— THE PROBLEM —
The whole listing should be retyped exactly as it appears.

— PROVIDED RECORDS —

++++++

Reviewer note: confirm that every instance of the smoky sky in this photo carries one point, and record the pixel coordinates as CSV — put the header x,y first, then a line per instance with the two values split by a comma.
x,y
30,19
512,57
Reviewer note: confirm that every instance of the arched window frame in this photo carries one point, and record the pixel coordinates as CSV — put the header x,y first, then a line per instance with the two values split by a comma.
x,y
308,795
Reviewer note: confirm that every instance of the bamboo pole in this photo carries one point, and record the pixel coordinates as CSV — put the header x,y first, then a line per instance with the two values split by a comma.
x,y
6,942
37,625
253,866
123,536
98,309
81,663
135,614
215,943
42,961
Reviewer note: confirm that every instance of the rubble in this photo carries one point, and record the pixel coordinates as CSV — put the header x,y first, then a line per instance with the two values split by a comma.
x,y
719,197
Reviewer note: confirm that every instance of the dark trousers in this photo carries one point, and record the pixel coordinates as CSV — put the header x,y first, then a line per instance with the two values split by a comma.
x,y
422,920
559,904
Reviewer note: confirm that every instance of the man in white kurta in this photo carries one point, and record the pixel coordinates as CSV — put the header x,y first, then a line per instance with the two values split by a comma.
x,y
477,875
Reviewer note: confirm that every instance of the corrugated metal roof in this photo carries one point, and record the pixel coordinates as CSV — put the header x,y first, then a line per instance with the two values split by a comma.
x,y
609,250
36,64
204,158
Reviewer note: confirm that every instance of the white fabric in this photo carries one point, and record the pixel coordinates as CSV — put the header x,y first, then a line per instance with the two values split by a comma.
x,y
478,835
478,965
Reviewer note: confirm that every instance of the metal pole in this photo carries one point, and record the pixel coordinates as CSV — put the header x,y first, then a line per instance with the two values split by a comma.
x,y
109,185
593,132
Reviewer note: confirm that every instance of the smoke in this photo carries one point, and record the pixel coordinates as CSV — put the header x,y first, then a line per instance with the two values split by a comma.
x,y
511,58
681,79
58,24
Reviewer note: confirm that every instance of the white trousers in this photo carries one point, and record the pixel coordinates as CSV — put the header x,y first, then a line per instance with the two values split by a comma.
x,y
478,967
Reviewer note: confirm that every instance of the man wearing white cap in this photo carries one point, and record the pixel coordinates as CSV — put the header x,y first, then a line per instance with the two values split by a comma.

++++++

— RESPONSE —
Reviewer note: confirm that every instance of the smoky sky in this photo carries one point, and record the pixel coordinates as CSV — put the header x,y first, then a line per instance with the two values split by a comma.
x,y
30,19
512,57
Reviewer note: confirm that every instance of the arched window frame in this photo carries one point, and record the pixel coordinates as CSV — put the header x,y first, then a line per instance with the two values split by a comma.
x,y
308,795
Reviewer note: confirm that every instance of the bamboo pole in this photo carries one point, and record the pixel coordinates as CSV — put the header x,y first, then a line per instance with the two values split by a comma.
x,y
6,942
37,625
253,866
123,536
98,309
81,663
135,614
215,943
42,961
Reviewer note: confirm that every instance of the rubble in this photo carries one point, and record the pixel coordinates as CSV — put the header x,y first, then a line per instance with the two values split by a comma.
x,y
719,197
Reviewer note: confirm that every instance of the dark trousers in this photo carries one point, and record the pixel coordinates as CSV — put the header x,y first, then a line per instance with the two values split by a comma.
x,y
422,920
559,904
Reviewer note: confirm that every instance of the man in white kurta in this photo carries one point, and record the pixel coordinates as CSV — put the header x,y first, then a line per instance with the two values split by a comma.
x,y
477,875
Reviewer note: confirm that every instance of the corrugated metal roof in this photo carries one point, and record the pixel coordinates as CSV — put the header x,y first, then a line per instance with the two values split by a comma.
x,y
609,250
36,64
204,158
Reviewer note: confirm that every instance of the white fabric in this photo carries one point, and record the pixel coordinates as CSV — put the header x,y first, then a line per instance with the two values split by a comma.
x,y
478,835
478,965
Reviewer note: confirm that every instance of the metal pole in this photo carries one point, and record the pixel coordinates as CSV — put the header x,y first, then a line per instance with the two values split by a comma.
x,y
109,185
593,132
Reviewer note: confirm that every instance of the smoke in this photo carries one point, and record the pixel coordinates as CSV — put the header x,y first, then a line per instance with the two values split by a comma.
x,y
511,58
681,79
58,24
Reviewer note: confirm that every instance of the white trousers in this photo carries one point, and record the pixel coordinates as CSV — put the header x,y first, then a line per instance with the two values split by a comma.
x,y
478,967
Reviewer note: confirm that every instance of the man wearing white cap in this photo carries one point, and record the pixel coordinates as CSV — put the header x,y first, then a line per instance with the two values split by a comma.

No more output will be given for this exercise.